# Records from a point labeling set:
__________
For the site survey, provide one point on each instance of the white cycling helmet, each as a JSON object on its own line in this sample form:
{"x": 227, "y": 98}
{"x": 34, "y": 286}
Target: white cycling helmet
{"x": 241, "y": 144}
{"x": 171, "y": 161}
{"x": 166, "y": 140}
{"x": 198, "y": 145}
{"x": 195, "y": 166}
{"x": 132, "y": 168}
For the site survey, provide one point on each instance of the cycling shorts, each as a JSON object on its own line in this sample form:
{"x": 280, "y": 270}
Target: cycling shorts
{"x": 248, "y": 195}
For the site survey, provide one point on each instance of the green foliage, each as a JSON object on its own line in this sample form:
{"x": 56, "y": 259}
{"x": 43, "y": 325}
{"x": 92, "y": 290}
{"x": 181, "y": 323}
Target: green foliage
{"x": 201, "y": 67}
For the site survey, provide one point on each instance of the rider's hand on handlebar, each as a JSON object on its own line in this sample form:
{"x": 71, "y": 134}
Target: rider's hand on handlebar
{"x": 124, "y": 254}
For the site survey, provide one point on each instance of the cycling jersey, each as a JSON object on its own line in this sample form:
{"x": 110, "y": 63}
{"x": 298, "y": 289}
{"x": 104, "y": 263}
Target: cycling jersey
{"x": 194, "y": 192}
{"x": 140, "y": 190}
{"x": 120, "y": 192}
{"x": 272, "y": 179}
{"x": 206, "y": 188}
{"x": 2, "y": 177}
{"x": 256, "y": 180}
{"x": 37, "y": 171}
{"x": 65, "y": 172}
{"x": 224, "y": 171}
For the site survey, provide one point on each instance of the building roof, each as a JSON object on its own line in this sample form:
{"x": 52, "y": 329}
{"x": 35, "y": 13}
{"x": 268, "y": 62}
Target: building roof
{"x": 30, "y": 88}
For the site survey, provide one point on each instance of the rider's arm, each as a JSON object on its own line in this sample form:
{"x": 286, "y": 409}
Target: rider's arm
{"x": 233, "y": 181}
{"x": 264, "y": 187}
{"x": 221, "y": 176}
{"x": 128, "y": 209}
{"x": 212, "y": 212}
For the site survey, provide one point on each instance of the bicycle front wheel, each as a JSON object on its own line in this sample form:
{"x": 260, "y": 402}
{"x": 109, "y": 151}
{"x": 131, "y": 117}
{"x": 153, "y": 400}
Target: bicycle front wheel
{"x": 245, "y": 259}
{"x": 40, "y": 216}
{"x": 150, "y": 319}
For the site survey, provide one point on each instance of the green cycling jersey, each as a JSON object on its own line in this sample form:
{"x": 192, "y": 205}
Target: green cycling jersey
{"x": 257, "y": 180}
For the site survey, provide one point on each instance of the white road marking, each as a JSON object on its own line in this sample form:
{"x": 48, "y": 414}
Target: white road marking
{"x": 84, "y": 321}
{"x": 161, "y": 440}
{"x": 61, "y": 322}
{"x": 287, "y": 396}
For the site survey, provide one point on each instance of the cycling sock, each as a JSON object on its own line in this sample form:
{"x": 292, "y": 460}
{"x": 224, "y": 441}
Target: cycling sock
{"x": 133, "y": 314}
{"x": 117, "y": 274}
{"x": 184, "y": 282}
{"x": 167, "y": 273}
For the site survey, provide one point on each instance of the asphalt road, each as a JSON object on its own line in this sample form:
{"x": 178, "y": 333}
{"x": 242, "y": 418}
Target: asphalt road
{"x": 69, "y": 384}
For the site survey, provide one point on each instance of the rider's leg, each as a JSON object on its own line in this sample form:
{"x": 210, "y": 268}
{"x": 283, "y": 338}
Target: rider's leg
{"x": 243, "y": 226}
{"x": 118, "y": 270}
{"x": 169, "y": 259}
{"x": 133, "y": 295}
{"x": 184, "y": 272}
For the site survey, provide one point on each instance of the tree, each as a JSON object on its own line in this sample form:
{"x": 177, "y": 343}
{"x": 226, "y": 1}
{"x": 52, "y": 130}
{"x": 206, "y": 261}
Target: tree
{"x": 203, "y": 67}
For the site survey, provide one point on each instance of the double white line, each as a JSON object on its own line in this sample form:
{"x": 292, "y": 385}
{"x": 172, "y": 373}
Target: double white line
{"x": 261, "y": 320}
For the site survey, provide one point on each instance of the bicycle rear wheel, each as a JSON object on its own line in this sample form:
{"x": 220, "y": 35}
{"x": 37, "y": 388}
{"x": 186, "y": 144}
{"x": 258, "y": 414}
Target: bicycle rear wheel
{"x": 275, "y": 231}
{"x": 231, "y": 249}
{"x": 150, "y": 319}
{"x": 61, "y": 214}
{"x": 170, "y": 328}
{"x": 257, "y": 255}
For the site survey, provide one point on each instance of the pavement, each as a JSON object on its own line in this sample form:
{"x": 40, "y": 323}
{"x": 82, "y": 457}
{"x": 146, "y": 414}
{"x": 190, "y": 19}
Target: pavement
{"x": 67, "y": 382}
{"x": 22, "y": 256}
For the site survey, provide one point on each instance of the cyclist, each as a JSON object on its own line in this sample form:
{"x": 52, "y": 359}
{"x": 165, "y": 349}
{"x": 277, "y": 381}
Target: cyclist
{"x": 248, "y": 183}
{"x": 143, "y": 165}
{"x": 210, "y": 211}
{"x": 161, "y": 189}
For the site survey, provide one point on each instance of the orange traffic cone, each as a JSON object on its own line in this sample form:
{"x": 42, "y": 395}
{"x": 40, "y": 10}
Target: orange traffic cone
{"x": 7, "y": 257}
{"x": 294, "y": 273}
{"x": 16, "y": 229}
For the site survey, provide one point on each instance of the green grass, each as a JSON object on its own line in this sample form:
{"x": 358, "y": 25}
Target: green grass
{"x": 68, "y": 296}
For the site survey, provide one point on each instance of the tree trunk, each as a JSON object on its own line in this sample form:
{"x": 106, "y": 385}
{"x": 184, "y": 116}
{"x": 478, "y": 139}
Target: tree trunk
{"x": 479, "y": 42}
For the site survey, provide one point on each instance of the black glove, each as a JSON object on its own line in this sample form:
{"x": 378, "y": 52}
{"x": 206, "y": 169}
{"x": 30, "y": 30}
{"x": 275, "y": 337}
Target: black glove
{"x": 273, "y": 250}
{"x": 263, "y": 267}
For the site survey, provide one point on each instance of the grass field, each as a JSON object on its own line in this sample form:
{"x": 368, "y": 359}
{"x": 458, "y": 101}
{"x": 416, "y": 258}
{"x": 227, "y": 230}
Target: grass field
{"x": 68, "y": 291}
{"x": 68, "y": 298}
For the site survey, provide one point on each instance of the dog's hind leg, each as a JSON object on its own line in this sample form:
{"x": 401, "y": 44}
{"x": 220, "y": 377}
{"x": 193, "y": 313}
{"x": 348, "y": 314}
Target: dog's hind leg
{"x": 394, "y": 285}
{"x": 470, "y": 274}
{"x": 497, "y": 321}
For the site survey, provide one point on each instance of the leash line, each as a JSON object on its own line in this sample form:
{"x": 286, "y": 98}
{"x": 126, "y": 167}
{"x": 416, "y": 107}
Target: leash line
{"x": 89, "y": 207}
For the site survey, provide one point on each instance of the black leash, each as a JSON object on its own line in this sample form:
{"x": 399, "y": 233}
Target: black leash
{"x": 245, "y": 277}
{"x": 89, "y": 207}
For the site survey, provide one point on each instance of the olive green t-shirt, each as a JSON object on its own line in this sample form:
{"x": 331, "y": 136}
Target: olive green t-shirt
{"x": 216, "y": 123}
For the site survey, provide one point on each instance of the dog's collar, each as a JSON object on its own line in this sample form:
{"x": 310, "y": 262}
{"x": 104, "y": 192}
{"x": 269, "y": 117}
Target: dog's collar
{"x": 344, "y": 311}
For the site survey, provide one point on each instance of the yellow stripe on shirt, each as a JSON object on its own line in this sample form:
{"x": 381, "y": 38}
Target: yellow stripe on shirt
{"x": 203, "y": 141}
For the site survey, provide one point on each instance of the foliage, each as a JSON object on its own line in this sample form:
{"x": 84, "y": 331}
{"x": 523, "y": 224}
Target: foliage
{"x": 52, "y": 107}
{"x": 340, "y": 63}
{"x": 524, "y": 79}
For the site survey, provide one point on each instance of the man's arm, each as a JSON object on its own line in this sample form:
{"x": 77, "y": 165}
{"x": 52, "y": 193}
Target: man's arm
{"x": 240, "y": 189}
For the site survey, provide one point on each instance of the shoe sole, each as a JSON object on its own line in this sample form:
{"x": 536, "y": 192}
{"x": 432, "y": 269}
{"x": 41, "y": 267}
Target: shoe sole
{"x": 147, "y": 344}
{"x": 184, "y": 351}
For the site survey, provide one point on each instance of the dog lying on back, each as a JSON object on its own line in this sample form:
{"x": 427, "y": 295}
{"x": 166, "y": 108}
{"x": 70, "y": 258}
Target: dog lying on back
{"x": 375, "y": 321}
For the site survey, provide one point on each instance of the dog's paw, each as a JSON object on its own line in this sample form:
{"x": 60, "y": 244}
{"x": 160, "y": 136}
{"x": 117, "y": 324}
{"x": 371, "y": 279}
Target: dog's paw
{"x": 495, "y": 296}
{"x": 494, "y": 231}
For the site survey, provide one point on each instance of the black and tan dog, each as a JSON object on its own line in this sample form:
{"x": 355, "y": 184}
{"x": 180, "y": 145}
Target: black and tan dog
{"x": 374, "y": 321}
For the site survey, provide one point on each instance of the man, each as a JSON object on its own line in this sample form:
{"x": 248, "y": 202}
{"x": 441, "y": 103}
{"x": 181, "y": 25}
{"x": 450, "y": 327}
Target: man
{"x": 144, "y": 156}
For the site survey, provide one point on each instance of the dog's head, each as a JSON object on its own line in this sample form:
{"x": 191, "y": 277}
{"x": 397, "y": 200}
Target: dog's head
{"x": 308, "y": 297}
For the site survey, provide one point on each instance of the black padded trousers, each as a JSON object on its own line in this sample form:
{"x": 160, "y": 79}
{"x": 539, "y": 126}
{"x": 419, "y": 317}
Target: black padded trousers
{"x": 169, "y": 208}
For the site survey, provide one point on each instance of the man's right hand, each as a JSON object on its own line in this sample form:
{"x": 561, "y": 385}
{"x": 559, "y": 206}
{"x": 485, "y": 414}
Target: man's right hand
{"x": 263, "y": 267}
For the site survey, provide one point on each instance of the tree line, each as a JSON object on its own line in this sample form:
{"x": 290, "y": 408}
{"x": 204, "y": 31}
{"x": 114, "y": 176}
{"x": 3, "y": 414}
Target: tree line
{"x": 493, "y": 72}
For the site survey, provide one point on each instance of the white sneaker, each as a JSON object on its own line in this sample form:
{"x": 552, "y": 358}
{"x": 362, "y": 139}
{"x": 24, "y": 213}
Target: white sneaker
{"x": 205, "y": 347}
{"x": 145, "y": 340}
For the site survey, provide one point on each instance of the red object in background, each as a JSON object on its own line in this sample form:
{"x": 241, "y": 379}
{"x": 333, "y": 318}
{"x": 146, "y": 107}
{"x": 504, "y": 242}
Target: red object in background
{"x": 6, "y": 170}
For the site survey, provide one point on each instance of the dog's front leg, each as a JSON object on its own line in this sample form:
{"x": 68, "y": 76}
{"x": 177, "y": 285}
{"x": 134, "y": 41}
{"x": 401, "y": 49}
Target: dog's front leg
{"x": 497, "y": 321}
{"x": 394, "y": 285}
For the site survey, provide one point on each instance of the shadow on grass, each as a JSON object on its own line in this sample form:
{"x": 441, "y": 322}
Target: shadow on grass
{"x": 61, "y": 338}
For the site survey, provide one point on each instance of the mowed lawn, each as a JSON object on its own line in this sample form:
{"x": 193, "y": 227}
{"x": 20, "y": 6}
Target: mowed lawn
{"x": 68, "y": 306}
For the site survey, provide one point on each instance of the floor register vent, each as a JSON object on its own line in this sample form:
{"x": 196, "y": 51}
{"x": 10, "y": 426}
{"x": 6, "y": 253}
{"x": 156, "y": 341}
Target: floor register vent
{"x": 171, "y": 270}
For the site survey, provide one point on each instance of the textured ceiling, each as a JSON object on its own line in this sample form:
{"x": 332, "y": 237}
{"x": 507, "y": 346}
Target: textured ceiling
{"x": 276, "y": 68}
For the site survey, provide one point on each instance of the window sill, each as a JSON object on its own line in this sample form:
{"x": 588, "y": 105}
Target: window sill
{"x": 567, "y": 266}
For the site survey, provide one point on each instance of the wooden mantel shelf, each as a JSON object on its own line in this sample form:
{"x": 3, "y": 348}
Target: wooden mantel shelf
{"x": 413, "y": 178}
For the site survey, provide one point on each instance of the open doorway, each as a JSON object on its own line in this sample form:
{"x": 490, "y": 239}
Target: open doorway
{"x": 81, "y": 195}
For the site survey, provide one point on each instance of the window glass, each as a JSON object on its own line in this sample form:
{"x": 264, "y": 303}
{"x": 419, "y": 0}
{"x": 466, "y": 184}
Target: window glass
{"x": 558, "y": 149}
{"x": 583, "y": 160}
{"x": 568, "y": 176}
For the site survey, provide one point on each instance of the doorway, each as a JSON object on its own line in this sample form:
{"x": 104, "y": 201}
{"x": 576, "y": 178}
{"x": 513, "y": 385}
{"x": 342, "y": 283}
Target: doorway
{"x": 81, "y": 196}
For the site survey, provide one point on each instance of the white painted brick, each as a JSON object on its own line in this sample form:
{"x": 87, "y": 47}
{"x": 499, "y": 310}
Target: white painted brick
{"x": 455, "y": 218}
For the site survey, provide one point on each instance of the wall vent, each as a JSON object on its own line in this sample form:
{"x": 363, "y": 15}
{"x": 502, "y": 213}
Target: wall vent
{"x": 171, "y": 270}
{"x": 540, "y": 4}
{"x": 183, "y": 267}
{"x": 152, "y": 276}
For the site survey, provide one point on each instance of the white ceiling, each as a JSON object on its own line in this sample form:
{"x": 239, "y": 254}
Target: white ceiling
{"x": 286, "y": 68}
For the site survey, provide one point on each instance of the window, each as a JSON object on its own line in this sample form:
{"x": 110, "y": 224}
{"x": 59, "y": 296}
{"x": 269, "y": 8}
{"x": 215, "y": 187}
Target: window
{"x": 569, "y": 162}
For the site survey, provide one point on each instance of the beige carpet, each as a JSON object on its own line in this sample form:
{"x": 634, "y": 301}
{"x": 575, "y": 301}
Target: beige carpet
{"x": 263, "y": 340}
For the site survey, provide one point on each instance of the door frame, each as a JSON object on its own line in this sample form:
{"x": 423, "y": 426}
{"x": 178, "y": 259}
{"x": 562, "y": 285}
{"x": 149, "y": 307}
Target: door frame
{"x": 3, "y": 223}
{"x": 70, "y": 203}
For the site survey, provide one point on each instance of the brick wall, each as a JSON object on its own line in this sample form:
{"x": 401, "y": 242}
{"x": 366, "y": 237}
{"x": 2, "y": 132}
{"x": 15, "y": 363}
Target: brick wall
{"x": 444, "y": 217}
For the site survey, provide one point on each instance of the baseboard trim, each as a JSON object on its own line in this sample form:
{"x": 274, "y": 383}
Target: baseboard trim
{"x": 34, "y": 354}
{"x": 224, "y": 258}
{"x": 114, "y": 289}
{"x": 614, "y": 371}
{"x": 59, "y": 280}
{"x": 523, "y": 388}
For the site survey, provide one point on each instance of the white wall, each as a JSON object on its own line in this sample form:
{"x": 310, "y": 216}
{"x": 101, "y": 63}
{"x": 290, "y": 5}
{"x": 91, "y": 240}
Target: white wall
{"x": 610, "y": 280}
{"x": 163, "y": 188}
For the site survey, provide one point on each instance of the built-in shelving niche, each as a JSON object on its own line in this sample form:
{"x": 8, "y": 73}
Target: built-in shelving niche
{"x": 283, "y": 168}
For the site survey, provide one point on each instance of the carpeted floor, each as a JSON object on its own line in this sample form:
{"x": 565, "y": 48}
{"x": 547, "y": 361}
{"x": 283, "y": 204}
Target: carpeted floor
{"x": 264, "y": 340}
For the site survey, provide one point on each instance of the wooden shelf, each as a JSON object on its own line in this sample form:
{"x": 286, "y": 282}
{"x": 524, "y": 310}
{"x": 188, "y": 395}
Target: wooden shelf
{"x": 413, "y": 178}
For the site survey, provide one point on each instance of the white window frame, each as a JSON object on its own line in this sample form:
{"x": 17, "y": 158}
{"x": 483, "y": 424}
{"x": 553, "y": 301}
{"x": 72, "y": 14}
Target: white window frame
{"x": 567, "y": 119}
__________
Repeat only the stretch of lines starting at the one containing "white wall, each" and running to the final line of the entries above.

For the site survey, provide one point on each instance of the white wall, each as a JSON object on its own line in this sample form:
{"x": 310, "y": 216}
{"x": 101, "y": 63}
{"x": 290, "y": 5}
{"x": 91, "y": 240}
Target: white wall
{"x": 610, "y": 280}
{"x": 163, "y": 188}
For the site survey, provide one point on each instance of the built-in shelving niche, each as a JSON object on its own line in this sample form:
{"x": 8, "y": 73}
Target: built-in shelving niche
{"x": 283, "y": 168}
For the site survey, provide one point on each instance of the carpeted floor, each as a JSON object on its own line in this sample form:
{"x": 565, "y": 48}
{"x": 547, "y": 361}
{"x": 283, "y": 204}
Target: carpeted floor
{"x": 264, "y": 340}
For the site survey, provide one point on each instance of the wooden shelf, each as a JSON object on its own line in this sample form:
{"x": 286, "y": 282}
{"x": 524, "y": 310}
{"x": 188, "y": 395}
Target: wooden shelf
{"x": 413, "y": 178}
For the site survey, provide one point on each instance of the white window frame, each as a JSON object on its own line in this sample form:
{"x": 17, "y": 158}
{"x": 483, "y": 424}
{"x": 553, "y": 301}
{"x": 72, "y": 14}
Target: white window frame
{"x": 567, "y": 119}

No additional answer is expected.